Jean Pierre Meunier was probably born in Épinal, in the French province of Lorraine, in 1791. His ticket of leave gives his birthplace as Lorient, a city on the west coast of France,[1] but earlier army records – written in French – make it clear that this was an error.[2]
On 22 June 1808, Jean Pierre enlisted in the De Meuron regiment, a Swiss mercenary force under contract to the British army, that had set up a recruitment base in Gibraltar. He was paid his four guineas signing-on bounty and, from this point, left a clear trail of documentary evidence that led to his transportation to Australia as a life-term convict. No documentation of his life over the previous 17 years has been found, but he was signed into De Meuron’s regiment as a drummer, which points to previous military employment.
Drummers and fifers were non-combatant soldiers who functioned as both camp clocks and a field signallers. The first recorded use of fifes and drums, according to Beck, was by the Swiss army in 1386 at the battle of Sempach.[3] They had found that the high pitch of the fife and the low pitch of a thudding drum could be heard over considerable distances, even during the heat of battle.

### Records shown
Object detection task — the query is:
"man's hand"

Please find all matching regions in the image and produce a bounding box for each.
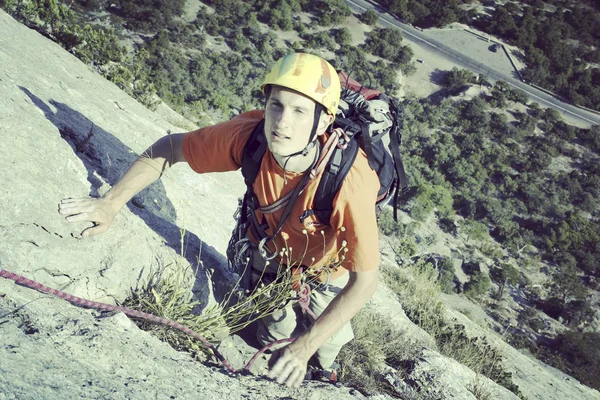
[269,343,312,387]
[58,198,117,237]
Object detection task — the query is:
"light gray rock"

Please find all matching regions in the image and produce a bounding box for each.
[0,11,598,400]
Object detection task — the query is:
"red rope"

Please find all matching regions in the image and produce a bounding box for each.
[0,268,298,373]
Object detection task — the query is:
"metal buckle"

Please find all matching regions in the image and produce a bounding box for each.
[257,236,277,261]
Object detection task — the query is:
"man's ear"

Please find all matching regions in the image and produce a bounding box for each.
[317,112,333,136]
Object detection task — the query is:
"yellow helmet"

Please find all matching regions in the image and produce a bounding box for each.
[260,53,340,117]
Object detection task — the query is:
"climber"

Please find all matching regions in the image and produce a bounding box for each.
[59,53,379,387]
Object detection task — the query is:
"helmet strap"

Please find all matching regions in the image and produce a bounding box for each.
[283,102,325,177]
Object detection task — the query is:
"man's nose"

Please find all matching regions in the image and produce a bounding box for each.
[277,107,293,127]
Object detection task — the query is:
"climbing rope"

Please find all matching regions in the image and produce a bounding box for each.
[0,261,298,373]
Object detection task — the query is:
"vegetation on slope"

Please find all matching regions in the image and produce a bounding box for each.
[0,0,600,396]
[378,0,600,111]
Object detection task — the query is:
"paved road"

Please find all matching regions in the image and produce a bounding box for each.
[346,0,600,126]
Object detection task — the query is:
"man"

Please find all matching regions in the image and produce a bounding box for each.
[59,53,379,387]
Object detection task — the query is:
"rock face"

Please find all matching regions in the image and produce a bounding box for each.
[0,11,600,400]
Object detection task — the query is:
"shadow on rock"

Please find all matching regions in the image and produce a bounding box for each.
[20,87,232,305]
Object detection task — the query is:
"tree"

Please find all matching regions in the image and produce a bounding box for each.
[547,260,588,307]
[442,67,476,89]
[458,219,489,243]
[360,8,379,26]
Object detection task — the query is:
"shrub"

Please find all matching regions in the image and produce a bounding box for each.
[465,272,492,297]
[359,8,379,26]
[338,308,420,396]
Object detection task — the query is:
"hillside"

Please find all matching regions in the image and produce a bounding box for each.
[0,4,600,400]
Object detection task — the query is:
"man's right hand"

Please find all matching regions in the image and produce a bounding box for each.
[58,198,118,238]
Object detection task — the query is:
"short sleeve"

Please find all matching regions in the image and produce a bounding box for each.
[183,110,264,173]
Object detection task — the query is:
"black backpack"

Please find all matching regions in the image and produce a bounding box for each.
[242,72,408,231]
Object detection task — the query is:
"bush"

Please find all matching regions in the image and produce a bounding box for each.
[359,8,379,26]
[442,67,476,89]
[465,272,492,297]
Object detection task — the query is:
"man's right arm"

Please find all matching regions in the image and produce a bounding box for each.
[58,133,186,237]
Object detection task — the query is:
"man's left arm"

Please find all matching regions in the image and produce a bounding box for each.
[269,268,379,387]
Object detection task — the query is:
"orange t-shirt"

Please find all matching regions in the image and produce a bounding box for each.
[183,110,380,279]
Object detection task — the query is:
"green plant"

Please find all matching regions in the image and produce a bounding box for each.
[359,8,379,26]
[338,308,418,396]
[383,259,520,394]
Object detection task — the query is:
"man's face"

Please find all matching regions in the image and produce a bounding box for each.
[265,86,329,158]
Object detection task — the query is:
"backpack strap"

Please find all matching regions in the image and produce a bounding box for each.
[300,139,359,225]
[242,119,268,189]
[389,99,408,221]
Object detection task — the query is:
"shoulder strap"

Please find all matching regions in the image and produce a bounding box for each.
[242,119,267,189]
[307,140,358,225]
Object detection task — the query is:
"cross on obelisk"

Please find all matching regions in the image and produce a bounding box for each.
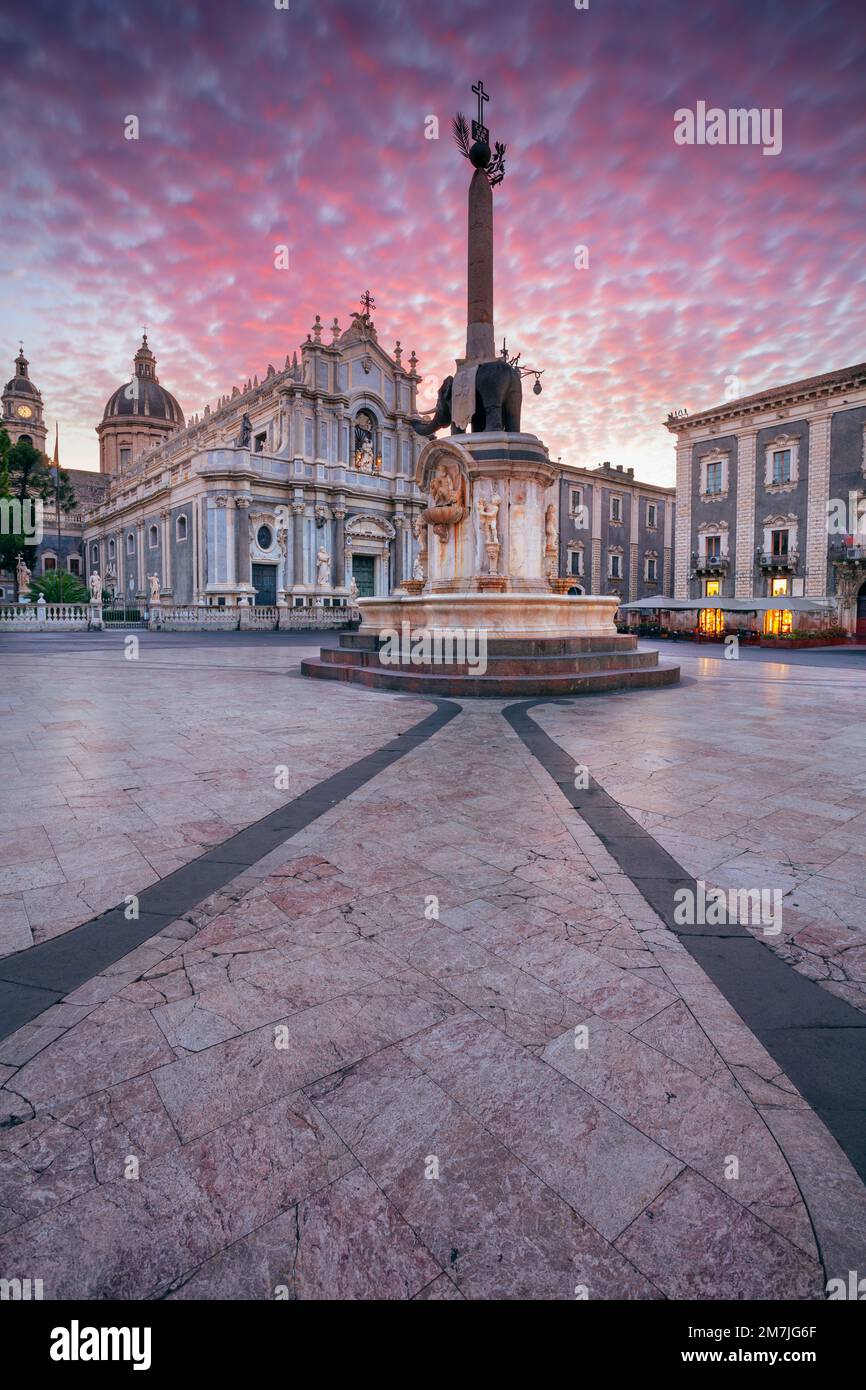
[473,78,491,145]
[466,82,496,363]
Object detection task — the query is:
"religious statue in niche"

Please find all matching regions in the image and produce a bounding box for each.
[545,502,559,550]
[354,410,382,473]
[418,459,467,541]
[15,555,31,599]
[411,517,427,580]
[475,492,502,545]
[545,502,559,580]
[316,545,331,589]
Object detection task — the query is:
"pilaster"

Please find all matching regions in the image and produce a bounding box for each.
[805,411,831,598]
[734,430,758,599]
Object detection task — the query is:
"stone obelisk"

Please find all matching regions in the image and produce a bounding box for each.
[466,168,496,363]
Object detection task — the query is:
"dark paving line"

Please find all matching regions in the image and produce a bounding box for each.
[0,699,460,1038]
[502,699,866,1182]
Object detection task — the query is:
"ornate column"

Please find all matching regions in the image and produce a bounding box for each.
[628,492,644,603]
[160,507,171,594]
[589,482,605,594]
[805,411,848,599]
[734,430,758,599]
[391,517,406,589]
[235,493,256,603]
[334,507,346,589]
[671,436,692,599]
[135,518,147,598]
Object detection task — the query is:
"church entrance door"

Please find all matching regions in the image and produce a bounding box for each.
[352,555,375,599]
[253,564,277,607]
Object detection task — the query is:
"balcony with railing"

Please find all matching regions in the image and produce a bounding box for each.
[758,548,799,574]
[827,535,866,564]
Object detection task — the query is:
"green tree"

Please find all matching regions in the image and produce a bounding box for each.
[0,430,76,602]
[29,570,90,603]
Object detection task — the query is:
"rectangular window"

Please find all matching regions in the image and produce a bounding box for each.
[773,449,791,482]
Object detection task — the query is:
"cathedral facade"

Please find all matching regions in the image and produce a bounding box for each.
[83,295,424,607]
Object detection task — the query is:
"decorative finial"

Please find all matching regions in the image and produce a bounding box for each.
[453,79,506,188]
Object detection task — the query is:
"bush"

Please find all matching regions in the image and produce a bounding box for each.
[29,570,90,603]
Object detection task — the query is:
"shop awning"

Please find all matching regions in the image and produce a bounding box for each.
[620,594,835,613]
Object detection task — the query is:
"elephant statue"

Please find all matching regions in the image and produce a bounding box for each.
[411,359,523,438]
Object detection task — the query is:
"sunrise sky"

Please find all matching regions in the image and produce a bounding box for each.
[0,0,866,482]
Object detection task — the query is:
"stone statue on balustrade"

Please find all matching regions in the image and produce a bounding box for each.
[15,555,31,599]
[316,545,331,589]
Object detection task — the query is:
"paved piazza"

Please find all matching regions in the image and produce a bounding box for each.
[0,632,866,1300]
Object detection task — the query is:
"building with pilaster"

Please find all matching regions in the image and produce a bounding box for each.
[85,295,424,607]
[559,463,676,603]
[675,364,866,635]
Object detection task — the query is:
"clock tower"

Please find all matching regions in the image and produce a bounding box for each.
[0,345,47,453]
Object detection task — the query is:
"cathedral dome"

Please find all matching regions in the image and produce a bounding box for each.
[103,334,183,428]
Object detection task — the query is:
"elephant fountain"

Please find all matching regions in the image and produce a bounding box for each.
[411,359,523,438]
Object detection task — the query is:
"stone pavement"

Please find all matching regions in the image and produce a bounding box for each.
[0,634,866,1300]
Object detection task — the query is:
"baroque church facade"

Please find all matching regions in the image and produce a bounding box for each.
[83,295,424,607]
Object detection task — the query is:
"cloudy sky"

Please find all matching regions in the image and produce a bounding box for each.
[0,0,866,482]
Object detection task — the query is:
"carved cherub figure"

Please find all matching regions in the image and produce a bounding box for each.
[475,492,502,545]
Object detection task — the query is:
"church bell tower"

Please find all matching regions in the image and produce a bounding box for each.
[0,343,47,453]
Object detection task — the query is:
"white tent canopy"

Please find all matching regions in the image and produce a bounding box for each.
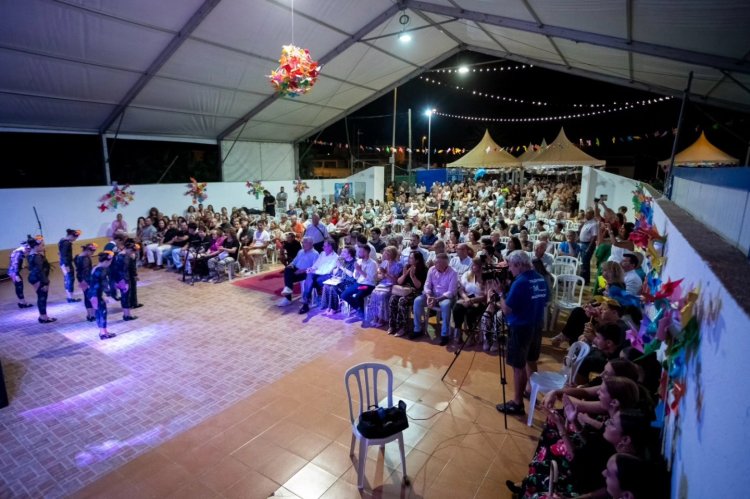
[0,0,750,142]
[446,130,521,168]
[523,128,607,169]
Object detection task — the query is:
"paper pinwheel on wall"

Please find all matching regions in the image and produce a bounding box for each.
[99,182,135,213]
[245,180,266,199]
[185,177,208,204]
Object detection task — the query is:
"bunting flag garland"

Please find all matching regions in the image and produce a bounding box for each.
[185,177,208,204]
[245,180,266,199]
[99,182,135,213]
[268,45,320,97]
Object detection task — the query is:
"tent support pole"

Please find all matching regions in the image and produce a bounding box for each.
[664,71,693,199]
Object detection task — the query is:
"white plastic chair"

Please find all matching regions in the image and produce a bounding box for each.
[526,341,591,426]
[553,256,578,275]
[344,362,409,489]
[552,276,585,324]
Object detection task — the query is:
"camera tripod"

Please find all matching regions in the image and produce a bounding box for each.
[440,310,508,430]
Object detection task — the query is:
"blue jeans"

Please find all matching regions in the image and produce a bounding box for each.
[414,295,453,336]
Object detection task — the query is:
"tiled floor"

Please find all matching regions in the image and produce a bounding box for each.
[0,270,561,499]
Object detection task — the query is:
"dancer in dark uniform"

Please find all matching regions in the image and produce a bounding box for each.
[8,241,34,308]
[86,251,116,340]
[75,243,97,322]
[109,239,138,321]
[128,243,143,308]
[57,229,81,303]
[26,236,57,324]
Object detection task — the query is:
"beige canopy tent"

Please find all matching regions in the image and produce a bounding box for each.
[523,128,607,170]
[659,132,740,166]
[446,130,521,168]
[518,139,547,163]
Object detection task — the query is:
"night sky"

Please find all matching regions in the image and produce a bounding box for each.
[317,52,750,174]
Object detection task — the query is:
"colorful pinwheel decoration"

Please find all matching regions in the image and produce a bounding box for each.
[268,45,320,97]
[185,177,208,204]
[245,180,266,199]
[99,182,135,213]
[294,179,310,198]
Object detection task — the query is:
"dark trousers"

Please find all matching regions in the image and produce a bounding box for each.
[453,303,485,329]
[63,267,75,293]
[562,307,589,343]
[302,274,331,303]
[128,277,138,308]
[13,278,23,301]
[284,267,307,289]
[341,283,375,312]
[578,241,596,286]
[36,284,48,315]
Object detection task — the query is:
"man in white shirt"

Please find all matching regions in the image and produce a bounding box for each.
[299,239,339,314]
[620,253,643,296]
[401,234,430,266]
[448,243,471,276]
[341,245,378,316]
[578,208,599,285]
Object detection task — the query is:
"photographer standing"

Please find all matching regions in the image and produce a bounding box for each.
[497,251,549,414]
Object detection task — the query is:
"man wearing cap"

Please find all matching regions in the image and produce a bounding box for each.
[57,229,81,303]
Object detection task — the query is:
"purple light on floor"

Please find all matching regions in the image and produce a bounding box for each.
[75,425,165,468]
[20,376,134,421]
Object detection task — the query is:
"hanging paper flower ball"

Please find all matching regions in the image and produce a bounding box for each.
[185,177,208,204]
[268,45,320,97]
[294,179,310,196]
[245,180,266,199]
[99,182,135,213]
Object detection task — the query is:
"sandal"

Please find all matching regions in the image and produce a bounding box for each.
[495,400,526,415]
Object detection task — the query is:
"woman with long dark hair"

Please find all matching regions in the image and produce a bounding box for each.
[26,236,57,324]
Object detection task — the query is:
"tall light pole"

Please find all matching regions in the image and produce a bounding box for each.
[424,109,435,170]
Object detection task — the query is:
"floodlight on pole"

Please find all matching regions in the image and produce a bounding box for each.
[424,108,435,170]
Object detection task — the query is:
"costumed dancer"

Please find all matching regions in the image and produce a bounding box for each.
[86,251,117,340]
[26,236,57,324]
[57,229,81,303]
[109,239,138,321]
[74,243,97,322]
[128,243,143,308]
[8,241,34,308]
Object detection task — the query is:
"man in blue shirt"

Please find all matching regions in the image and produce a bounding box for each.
[497,251,549,414]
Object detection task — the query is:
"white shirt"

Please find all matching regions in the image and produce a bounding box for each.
[448,255,471,275]
[625,270,643,296]
[312,251,339,275]
[354,258,378,286]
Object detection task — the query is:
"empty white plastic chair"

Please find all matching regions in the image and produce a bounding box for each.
[344,362,409,489]
[553,256,578,275]
[526,341,591,426]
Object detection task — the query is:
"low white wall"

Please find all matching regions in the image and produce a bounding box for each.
[0,167,383,249]
[672,177,750,255]
[582,169,750,499]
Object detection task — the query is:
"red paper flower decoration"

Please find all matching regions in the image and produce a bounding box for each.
[268,45,320,97]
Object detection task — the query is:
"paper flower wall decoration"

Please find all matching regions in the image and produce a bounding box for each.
[99,182,135,213]
[294,179,310,197]
[185,177,208,204]
[268,45,320,97]
[245,180,266,199]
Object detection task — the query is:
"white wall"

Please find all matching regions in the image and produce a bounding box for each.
[582,169,750,499]
[221,140,297,182]
[0,167,383,249]
[672,177,750,255]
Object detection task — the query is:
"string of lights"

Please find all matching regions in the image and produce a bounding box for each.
[428,64,534,74]
[419,76,672,112]
[433,97,669,123]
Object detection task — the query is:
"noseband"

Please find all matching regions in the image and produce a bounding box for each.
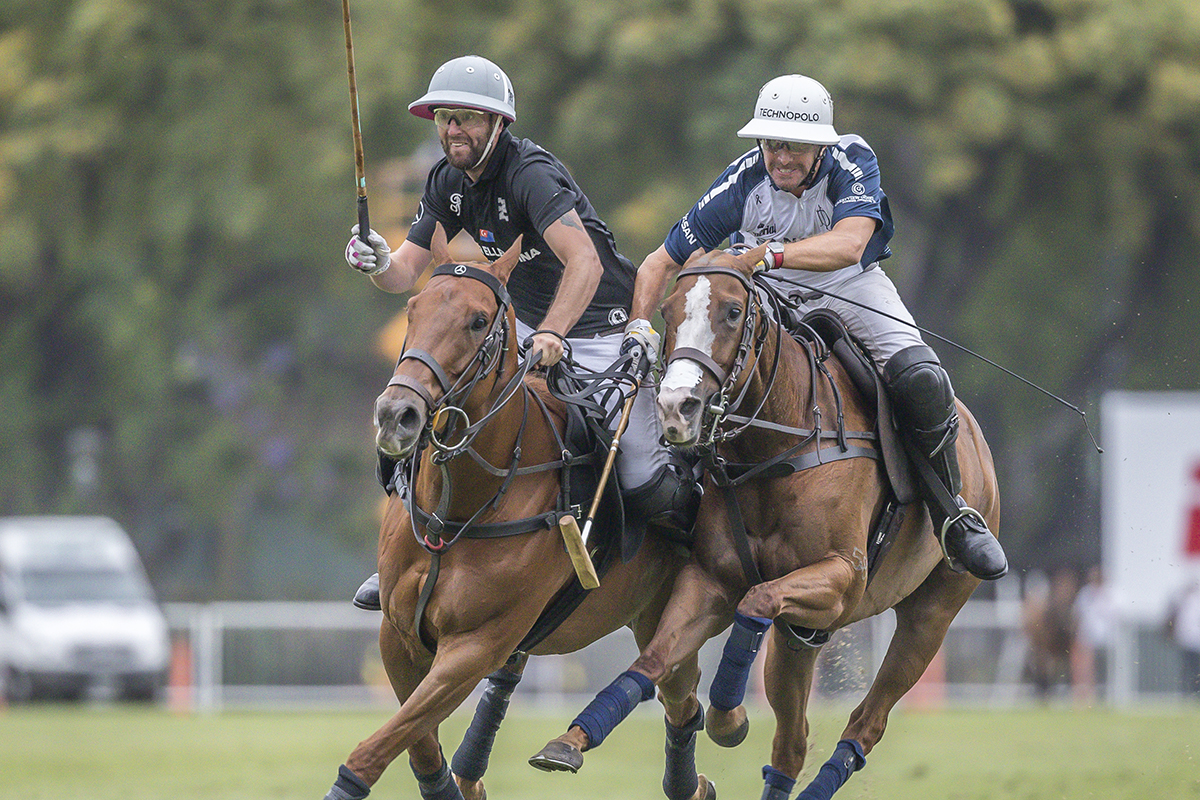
[667,264,779,444]
[388,264,512,455]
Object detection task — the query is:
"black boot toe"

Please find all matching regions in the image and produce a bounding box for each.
[353,572,383,612]
[943,513,1008,581]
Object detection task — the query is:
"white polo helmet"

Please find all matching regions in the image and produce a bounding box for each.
[738,76,839,144]
[408,55,517,122]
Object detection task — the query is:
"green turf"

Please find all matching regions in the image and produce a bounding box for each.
[0,705,1200,800]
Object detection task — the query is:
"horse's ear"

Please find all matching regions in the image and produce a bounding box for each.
[430,222,454,266]
[492,235,524,283]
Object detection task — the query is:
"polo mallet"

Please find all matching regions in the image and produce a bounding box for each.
[558,352,642,589]
[342,0,371,241]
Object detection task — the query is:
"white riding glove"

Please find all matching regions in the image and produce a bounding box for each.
[346,225,391,276]
[620,319,662,377]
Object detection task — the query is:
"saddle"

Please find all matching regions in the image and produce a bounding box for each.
[776,306,920,650]
[787,308,920,505]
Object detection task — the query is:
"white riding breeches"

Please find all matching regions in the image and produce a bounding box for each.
[516,320,668,492]
[776,267,925,369]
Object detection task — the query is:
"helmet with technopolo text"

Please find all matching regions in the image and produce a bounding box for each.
[738,76,839,144]
[408,55,517,122]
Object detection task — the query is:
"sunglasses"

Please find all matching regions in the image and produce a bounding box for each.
[760,139,821,152]
[433,108,491,128]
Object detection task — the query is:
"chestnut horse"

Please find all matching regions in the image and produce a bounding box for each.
[534,247,1000,800]
[326,229,709,800]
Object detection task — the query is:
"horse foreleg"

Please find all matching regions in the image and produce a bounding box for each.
[762,628,820,800]
[333,628,511,792]
[451,652,529,800]
[634,618,716,800]
[529,564,730,772]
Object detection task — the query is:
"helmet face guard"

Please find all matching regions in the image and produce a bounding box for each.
[408,55,517,122]
[738,76,839,145]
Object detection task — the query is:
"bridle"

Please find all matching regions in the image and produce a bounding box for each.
[667,264,781,446]
[388,264,536,462]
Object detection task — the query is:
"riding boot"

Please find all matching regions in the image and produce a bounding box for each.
[623,450,703,545]
[353,572,383,612]
[883,344,1008,581]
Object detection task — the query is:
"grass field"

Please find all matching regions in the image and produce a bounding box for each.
[0,704,1200,800]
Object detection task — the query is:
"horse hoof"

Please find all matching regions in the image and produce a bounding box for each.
[704,705,750,747]
[529,739,583,772]
[454,775,487,800]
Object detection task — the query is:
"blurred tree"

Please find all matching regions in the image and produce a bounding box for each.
[0,0,1200,596]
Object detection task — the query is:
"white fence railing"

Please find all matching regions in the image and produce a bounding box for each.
[166,597,1176,712]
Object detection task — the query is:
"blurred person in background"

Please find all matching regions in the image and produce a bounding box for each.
[1070,566,1116,703]
[1166,579,1200,699]
[1021,567,1079,702]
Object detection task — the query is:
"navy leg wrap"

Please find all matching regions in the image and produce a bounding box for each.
[708,614,770,711]
[762,764,796,800]
[571,669,654,748]
[451,669,521,781]
[408,756,462,800]
[662,706,704,800]
[325,764,371,800]
[796,739,866,800]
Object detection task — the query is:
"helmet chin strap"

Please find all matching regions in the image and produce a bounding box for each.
[758,139,829,190]
[800,145,829,188]
[472,114,504,169]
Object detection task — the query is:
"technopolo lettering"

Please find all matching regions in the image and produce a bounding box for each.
[762,108,821,122]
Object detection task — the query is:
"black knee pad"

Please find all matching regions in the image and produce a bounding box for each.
[624,451,701,539]
[883,344,954,431]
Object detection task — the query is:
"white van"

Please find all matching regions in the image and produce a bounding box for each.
[0,517,170,702]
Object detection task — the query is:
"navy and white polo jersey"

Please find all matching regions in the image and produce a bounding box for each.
[408,131,637,338]
[664,134,894,289]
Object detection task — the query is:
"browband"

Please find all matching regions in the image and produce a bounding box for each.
[431,264,512,306]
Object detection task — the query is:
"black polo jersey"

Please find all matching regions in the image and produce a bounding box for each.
[408,131,636,337]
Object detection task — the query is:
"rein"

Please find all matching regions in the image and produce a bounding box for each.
[667,256,881,599]
[388,264,583,651]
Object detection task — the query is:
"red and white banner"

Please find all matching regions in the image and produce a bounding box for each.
[1100,392,1200,624]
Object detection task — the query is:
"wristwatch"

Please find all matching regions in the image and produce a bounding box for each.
[767,241,784,270]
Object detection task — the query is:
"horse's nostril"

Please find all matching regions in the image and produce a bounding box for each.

### Problems to work on
• a. Copy out word for word everything in the passage on Jean Pierre Meunier from "Jean Pierre Meunier" down to "previous military employment.".
• b. Answer these questions from the passage on Jean Pierre Meunier:
(i) On what date did Jean Pierre enlist in the De Meuron regiment?
(ii) How much was his signing-on bounty?
(iii) According to Beck, in what year and at what battle were fifes and drums first recorded in use?

### Final results
• a.
Jean Pierre Meunier was probably born in Épinal, in the French province of Lorraine, in 1791. His ticket of leave gives his birthplace as Lorient, a city on the west coast of France,[1] but earlier army records – written in French – make it clear that this was an error.[2]
On 22 June 1808, Jean Pierre enlisted in the De Meuron regiment, a Swiss mercenary force under contract to the British army, that had set up a recruitment base in Gibraltar. He was paid his four guineas signing-on bounty and, from this point, left a clear trail of documentary evidence that led to his transportation to Australia as a life-term convict. No documentation of his life over the previous 17 years has been found, but he was signed into De Meuron’s regiment as a drummer, which points to previous military employment.

• b.
(i) 22 June 1808
(ii) Four guineas
(iii) 1386, at the battle of Sempach